(Task goal):
Please reproduce, exactly and with nothing else, every line from the one containing "of the sign" through the last line of the records below.

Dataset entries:
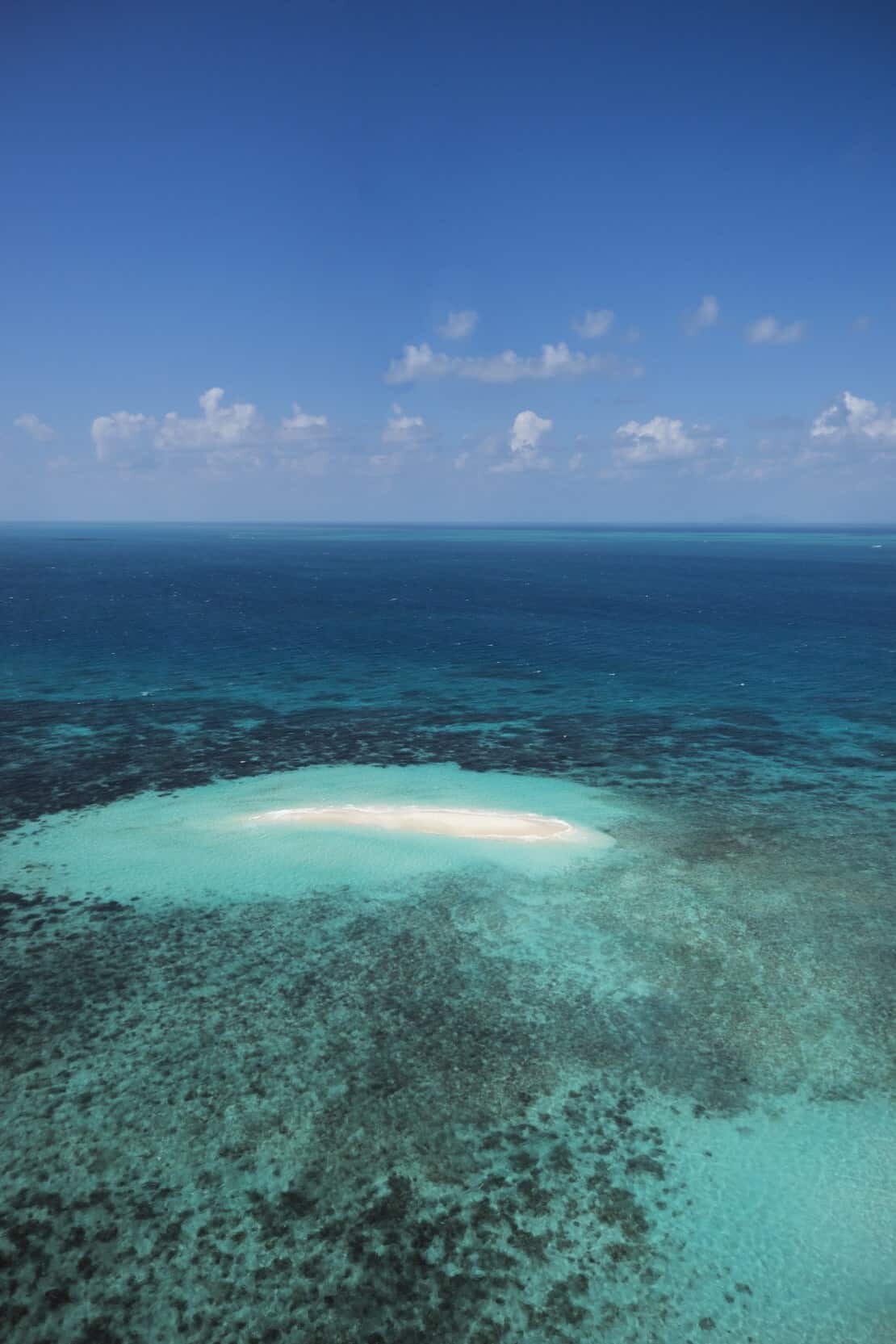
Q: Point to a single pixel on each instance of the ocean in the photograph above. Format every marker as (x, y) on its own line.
(333, 1082)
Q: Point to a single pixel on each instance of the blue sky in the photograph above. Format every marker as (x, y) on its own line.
(483, 261)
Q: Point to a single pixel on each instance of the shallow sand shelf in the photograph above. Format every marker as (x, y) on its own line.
(463, 823)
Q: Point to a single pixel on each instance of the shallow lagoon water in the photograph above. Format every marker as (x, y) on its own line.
(277, 1085)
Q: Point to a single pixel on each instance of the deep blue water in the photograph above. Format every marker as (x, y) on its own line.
(736, 693)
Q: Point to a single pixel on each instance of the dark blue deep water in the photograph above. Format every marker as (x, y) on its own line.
(732, 701)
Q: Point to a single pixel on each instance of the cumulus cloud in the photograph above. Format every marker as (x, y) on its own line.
(301, 425)
(855, 417)
(768, 331)
(422, 362)
(237, 428)
(457, 325)
(596, 323)
(524, 437)
(404, 429)
(705, 315)
(115, 436)
(36, 428)
(216, 425)
(663, 440)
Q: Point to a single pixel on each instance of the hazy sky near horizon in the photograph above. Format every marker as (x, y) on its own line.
(481, 262)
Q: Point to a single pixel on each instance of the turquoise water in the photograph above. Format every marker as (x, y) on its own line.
(268, 1083)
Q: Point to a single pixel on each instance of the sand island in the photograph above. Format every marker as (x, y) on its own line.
(461, 823)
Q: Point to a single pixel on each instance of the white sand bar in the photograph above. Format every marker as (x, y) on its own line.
(463, 823)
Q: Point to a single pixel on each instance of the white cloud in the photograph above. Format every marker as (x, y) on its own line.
(855, 417)
(404, 429)
(705, 315)
(422, 362)
(238, 428)
(301, 425)
(457, 325)
(36, 428)
(525, 433)
(115, 434)
(218, 424)
(768, 331)
(663, 440)
(596, 323)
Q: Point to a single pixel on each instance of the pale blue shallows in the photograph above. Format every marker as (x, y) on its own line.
(268, 1082)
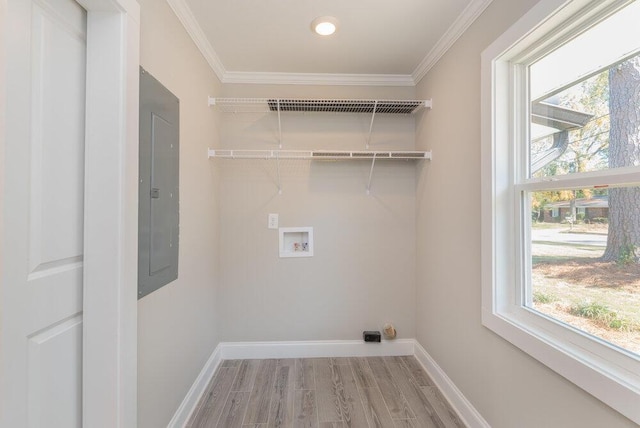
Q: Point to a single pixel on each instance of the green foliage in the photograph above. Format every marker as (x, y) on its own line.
(540, 297)
(627, 255)
(601, 315)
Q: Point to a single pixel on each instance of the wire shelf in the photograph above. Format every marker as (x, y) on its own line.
(319, 155)
(248, 105)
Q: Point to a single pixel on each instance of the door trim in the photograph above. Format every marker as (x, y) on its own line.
(111, 214)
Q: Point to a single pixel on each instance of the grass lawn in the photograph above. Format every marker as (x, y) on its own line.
(571, 284)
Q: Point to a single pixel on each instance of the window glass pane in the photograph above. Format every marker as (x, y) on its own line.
(585, 109)
(584, 257)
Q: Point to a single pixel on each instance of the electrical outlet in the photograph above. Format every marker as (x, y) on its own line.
(273, 221)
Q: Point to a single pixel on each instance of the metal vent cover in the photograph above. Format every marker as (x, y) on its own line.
(345, 106)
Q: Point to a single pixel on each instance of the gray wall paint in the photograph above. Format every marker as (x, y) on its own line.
(363, 270)
(176, 324)
(508, 388)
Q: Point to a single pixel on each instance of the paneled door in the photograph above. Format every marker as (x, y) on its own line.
(42, 275)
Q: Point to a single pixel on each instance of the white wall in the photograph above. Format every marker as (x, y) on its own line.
(363, 270)
(508, 388)
(177, 329)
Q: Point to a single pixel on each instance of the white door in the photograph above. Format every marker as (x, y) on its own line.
(43, 214)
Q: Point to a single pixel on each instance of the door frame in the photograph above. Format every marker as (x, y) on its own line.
(110, 212)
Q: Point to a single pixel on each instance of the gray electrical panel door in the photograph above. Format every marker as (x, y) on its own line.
(158, 209)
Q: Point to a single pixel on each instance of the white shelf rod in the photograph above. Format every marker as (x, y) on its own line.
(279, 127)
(319, 154)
(373, 116)
(278, 169)
(373, 163)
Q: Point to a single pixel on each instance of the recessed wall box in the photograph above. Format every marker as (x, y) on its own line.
(371, 336)
(296, 241)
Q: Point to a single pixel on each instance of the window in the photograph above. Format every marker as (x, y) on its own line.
(561, 126)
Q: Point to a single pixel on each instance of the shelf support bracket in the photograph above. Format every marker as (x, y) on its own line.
(279, 127)
(373, 116)
(278, 170)
(373, 163)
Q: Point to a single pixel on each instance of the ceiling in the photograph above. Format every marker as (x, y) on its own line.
(378, 42)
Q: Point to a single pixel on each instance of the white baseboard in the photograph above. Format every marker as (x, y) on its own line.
(325, 348)
(188, 405)
(311, 349)
(459, 402)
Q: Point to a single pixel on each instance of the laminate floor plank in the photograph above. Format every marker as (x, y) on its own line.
(426, 416)
(405, 423)
(214, 398)
(234, 410)
(363, 373)
(335, 392)
(393, 397)
(281, 412)
(304, 375)
(375, 409)
(443, 410)
(304, 415)
(328, 383)
(418, 373)
(287, 362)
(340, 361)
(350, 402)
(247, 371)
(260, 399)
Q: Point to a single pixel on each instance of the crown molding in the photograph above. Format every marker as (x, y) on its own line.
(460, 25)
(319, 79)
(189, 22)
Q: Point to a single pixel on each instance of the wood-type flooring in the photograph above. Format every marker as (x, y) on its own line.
(373, 392)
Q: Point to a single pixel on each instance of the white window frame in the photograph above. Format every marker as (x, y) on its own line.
(608, 373)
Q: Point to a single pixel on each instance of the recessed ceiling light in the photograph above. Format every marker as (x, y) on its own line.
(324, 25)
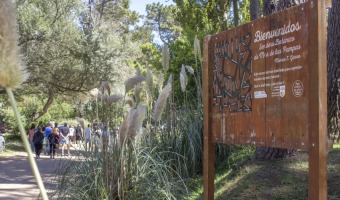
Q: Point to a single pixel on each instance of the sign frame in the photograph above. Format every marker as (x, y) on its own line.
(317, 120)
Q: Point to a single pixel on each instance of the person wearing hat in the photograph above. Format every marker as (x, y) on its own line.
(65, 139)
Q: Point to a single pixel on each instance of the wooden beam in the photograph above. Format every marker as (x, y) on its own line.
(209, 148)
(328, 3)
(317, 177)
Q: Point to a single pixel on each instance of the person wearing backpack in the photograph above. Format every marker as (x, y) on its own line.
(64, 139)
(79, 134)
(53, 139)
(38, 141)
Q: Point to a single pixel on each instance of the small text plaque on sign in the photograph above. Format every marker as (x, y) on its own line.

(Response below):
Q: Point to a single pixel on each instance of the sign frame in the photograph above. Format every marker as (x, y) on its own line.
(317, 120)
Q: Point to a single pixel on each instance of the person wearing hat in the photograph above. Format every marker as (x, y) on its own line.
(65, 139)
Q: Point to a single pixel on each instance of the wooden beam in the photograph above. Format every marker as (x, y) on its own line.
(209, 148)
(328, 3)
(317, 177)
Q: Point to a single pixel on each instance of the person wearing backpack in the photograph above. Format every marker as (x, y) on its own line.
(64, 139)
(79, 134)
(53, 139)
(38, 141)
Q: Point to a single pixel on each instance of the small text plaque on sign in the photograph above. Format every marker as (x, y) on its own line.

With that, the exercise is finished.